→ **GIVEN TEXT**
====
I have been working in sports analytics for 2 years now. I am mainly focusing on the computer vision side of things but saying “sports analytics” is a good way to make it sound more interesting. My goal is simple: extract as much information as possible from sports event video feeds and ensure the data is high-quality. In order to achieve this, I must be able to pinpoint the real world location of the objects observed in the video feed. In other words, map pixels in the video feed to real world coordinates. That mapping is what I refer to as homography. I have already written a post in the company blog about this. If you are interested in why it matters and what it can be used for, you can check it out here.
Lately, I’ve been inspired by the incredible projects people have been creating with the help of Copilot. This sparked my curiosity to explore firsthand the experience of coding with a heavy reliance on this tool. I’ve decided to challenge myself by attempting to write some JavaScript code. So, be kind and withhold judgement on any of the code you see. After all, I’m no JavaScript developer; I’m essentially in GPT-4’s hands here 😎.
The goal
The goal is straightforward: for any given American football NFL event video feed, I want to map the pixels in the video to their corresponding real-world coordinates. Essentially, I want to pinpoint the location of the ball, the players, the goal, etc. The simplest approach to tackle this problem consists of working at the frame level and figuring out how to match each image to a predefined pitch template.
====
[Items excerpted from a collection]

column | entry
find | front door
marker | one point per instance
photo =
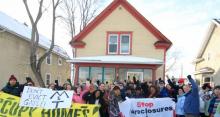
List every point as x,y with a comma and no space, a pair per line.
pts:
137,75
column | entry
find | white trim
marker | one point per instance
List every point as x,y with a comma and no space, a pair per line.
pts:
141,73
60,64
129,35
46,78
50,59
26,74
109,44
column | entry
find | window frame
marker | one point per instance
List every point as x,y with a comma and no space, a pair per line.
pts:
46,79
119,35
129,48
50,59
109,44
60,64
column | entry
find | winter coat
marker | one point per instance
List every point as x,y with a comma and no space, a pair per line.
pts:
89,98
13,90
175,87
113,105
191,105
180,104
164,93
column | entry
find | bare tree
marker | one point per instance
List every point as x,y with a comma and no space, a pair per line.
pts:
78,12
76,15
34,63
172,57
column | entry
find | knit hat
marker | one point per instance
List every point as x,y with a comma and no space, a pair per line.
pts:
12,77
181,80
161,82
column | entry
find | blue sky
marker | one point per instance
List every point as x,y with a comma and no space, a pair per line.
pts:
184,22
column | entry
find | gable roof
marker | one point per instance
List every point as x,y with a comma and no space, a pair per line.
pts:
215,23
162,40
14,27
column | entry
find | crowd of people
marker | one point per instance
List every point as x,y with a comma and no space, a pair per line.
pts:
191,100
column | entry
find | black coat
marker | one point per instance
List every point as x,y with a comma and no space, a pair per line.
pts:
13,90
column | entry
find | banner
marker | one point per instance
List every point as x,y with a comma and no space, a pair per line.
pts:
9,107
45,98
148,107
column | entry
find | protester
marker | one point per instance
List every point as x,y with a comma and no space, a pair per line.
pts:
77,96
214,101
88,97
175,87
205,96
138,93
163,89
13,87
67,86
180,103
153,92
114,98
191,104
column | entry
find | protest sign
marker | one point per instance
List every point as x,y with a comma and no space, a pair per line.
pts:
9,107
45,98
148,107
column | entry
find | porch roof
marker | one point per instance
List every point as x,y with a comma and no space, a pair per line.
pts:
117,60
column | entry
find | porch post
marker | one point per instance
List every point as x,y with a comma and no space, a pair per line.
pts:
117,73
76,79
153,75
103,74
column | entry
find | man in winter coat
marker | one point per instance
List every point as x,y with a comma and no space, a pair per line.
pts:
13,87
191,104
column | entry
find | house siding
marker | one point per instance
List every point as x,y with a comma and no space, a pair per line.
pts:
14,52
121,20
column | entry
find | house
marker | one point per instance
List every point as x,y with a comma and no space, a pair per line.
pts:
15,52
207,64
119,44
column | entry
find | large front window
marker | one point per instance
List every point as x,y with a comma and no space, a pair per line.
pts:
119,43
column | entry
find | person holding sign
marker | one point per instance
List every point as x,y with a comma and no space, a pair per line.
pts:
114,99
191,104
13,87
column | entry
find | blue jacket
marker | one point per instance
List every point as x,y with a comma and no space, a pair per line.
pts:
180,104
191,105
164,93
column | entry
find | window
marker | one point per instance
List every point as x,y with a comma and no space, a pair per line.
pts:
37,59
119,43
59,61
113,44
48,78
49,59
125,44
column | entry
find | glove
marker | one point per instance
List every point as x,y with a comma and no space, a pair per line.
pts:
189,77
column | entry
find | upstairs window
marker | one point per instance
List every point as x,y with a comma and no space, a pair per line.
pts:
119,43
113,44
59,61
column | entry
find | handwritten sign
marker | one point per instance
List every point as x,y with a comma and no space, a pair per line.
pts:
150,107
45,98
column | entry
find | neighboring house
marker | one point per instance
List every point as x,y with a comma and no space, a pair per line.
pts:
15,52
119,44
207,61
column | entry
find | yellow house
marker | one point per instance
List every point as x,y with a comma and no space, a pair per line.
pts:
207,61
14,54
119,44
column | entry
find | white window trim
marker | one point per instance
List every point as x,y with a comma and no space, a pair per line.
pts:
50,59
109,44
61,61
129,49
46,78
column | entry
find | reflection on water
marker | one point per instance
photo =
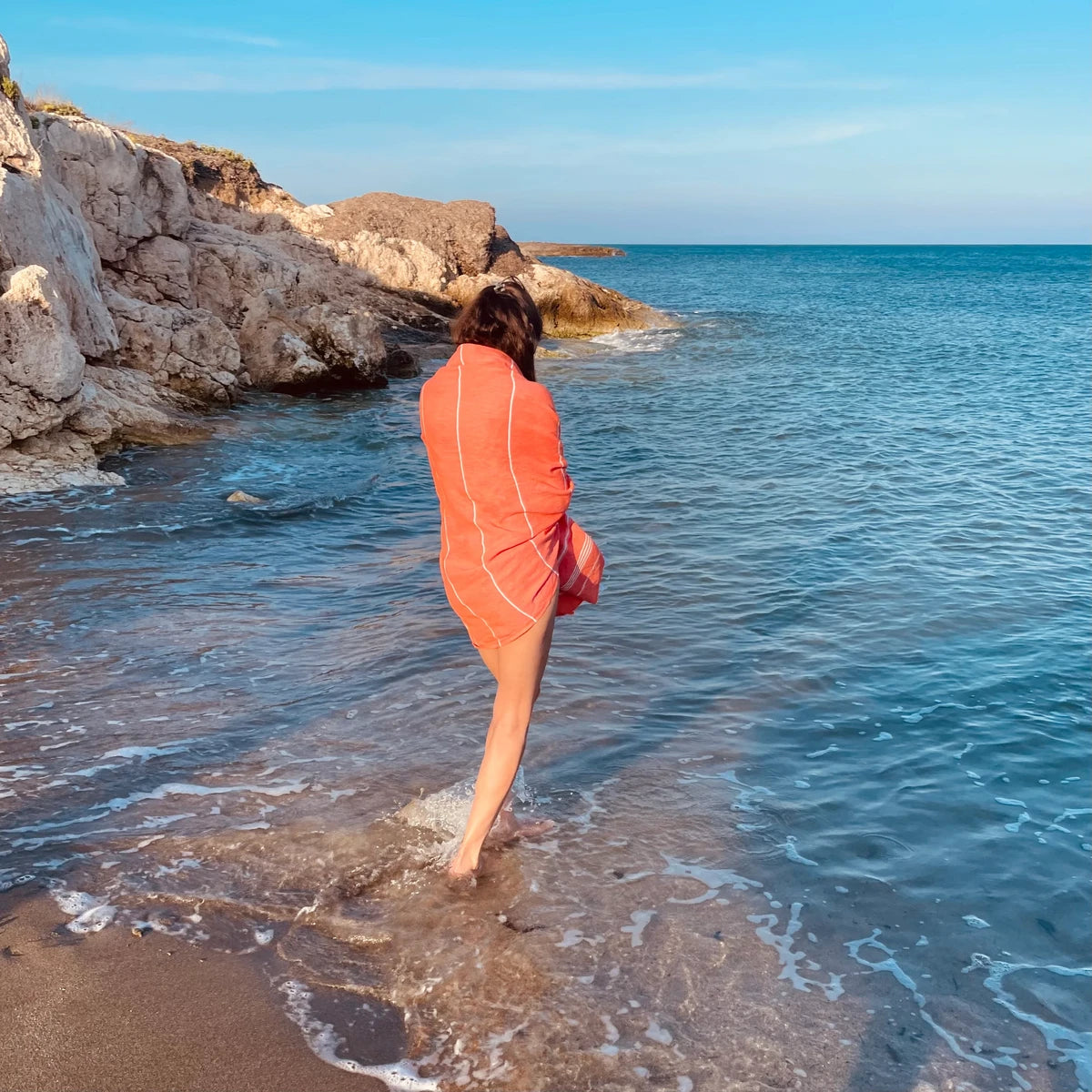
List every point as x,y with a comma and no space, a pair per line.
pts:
817,759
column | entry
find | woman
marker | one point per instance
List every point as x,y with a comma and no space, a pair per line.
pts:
511,557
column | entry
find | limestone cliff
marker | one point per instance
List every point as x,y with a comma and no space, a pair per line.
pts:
142,279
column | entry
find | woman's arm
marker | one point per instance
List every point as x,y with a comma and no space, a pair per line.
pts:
538,454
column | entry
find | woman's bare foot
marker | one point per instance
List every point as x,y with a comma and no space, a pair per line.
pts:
509,829
462,871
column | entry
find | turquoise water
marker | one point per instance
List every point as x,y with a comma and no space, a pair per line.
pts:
841,655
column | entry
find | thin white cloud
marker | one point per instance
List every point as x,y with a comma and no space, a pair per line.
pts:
255,75
175,31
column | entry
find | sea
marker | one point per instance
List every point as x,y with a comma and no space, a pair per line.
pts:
818,760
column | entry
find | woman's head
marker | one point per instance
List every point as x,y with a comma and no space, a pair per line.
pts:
502,316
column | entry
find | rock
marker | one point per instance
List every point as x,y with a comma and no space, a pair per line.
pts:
571,250
157,270
290,348
41,366
126,191
119,405
462,234
571,306
37,349
457,249
399,263
16,151
187,349
142,278
22,473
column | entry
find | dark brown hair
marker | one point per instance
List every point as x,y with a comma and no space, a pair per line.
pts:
502,316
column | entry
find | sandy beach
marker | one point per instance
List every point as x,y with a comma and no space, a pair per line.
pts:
116,1013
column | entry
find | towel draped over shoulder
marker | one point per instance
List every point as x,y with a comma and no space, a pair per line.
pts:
507,543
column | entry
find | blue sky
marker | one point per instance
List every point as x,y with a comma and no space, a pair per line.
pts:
735,121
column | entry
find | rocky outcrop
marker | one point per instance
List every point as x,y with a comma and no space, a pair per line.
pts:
143,279
571,250
454,249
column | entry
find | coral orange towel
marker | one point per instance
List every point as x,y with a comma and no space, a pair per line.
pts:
507,544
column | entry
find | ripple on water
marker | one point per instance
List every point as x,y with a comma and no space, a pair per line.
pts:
827,724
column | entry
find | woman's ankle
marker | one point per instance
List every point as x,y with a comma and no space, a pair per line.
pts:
463,863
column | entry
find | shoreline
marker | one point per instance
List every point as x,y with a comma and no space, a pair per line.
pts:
178,1021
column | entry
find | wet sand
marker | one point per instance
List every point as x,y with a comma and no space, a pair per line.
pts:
114,1013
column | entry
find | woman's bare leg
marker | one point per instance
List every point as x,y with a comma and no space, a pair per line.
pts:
519,670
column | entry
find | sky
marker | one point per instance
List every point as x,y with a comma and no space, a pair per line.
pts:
737,121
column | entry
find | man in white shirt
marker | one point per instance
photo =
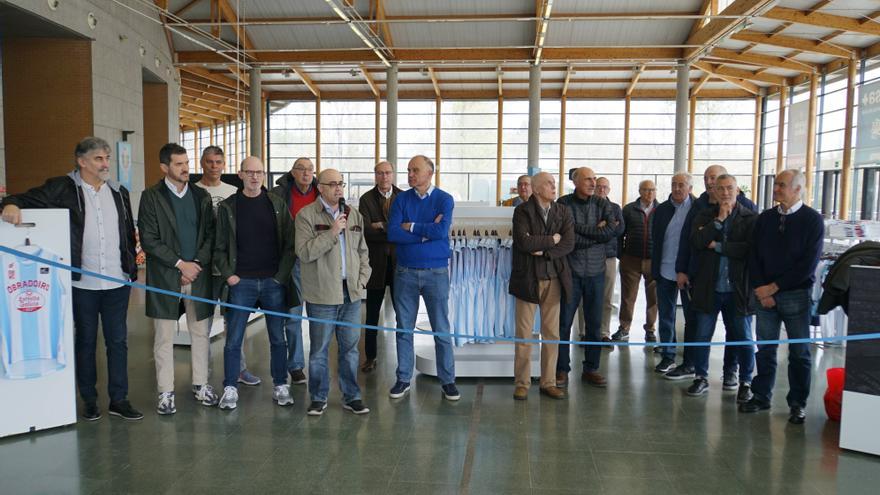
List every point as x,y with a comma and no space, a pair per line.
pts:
213,163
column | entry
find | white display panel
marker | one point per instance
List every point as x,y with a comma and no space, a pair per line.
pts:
37,380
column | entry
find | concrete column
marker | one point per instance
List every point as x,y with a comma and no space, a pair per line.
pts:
391,123
534,163
255,105
681,116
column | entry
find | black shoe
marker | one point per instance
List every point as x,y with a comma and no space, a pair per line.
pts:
666,365
797,415
316,408
680,372
753,405
744,394
356,406
729,382
91,411
123,409
699,387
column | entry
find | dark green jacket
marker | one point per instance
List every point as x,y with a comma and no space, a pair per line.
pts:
157,227
225,250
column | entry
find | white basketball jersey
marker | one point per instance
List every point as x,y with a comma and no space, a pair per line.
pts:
32,312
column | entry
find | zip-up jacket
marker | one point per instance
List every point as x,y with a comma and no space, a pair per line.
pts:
66,192
636,239
588,257
226,252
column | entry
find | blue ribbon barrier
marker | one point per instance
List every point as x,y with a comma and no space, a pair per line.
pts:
358,326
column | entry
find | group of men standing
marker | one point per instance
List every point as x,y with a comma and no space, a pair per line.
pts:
715,254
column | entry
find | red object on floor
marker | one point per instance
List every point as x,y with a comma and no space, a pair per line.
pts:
834,392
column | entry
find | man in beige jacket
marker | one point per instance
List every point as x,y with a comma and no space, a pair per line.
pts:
335,267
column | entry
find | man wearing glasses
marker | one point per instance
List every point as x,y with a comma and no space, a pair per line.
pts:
335,268
298,188
375,205
786,249
254,255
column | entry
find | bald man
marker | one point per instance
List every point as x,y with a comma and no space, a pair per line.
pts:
335,262
543,235
375,206
254,254
635,262
594,225
419,227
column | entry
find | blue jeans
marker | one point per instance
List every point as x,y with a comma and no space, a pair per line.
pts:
737,328
320,335
293,327
112,307
793,309
590,291
667,295
433,285
271,296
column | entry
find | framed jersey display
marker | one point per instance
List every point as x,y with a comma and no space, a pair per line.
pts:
36,325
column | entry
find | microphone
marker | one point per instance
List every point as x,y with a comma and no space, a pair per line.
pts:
342,206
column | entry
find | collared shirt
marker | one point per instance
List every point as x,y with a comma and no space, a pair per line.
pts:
672,237
791,211
100,252
173,188
335,215
427,193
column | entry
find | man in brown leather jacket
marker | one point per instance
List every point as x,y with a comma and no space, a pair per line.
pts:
543,235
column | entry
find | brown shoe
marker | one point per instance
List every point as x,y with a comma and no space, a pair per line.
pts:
561,379
594,378
554,392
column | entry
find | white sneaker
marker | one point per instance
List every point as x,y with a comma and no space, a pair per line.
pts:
229,399
166,404
281,395
205,395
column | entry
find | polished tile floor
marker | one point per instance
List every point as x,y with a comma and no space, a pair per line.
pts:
640,435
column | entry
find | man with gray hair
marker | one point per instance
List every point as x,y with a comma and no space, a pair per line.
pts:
100,222
668,223
788,240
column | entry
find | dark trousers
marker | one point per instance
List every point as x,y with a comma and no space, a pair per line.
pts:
591,292
374,306
112,307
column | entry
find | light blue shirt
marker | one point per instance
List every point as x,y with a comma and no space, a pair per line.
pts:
671,238
341,233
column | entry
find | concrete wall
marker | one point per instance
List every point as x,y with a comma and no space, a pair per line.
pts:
117,65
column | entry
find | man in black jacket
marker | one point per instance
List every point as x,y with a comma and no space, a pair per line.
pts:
375,206
720,239
543,234
101,225
635,262
594,226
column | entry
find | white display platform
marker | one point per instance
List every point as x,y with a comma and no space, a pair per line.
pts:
46,398
858,422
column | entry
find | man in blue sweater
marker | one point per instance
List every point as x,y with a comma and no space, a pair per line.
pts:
787,244
419,227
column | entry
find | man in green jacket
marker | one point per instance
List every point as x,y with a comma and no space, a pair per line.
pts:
176,225
255,257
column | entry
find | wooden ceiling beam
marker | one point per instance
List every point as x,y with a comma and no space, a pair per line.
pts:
715,29
823,20
800,44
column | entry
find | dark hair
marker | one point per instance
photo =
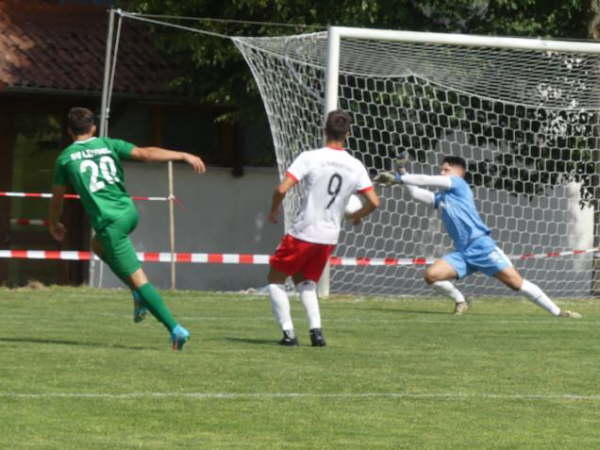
====
Translate this sentence from the sports analytics text into Spanish: "My goal is simple: extract as much information as possible from sports event video feeds and ensure the data is high-quality." The items are separate material, apart from the sports analytics text.

Mi objetivo es sencillo: extraer la mayor cantidad de información posible de las transmisiones de video de eventos deportivos y asegurar que los datos sean de alta calidad.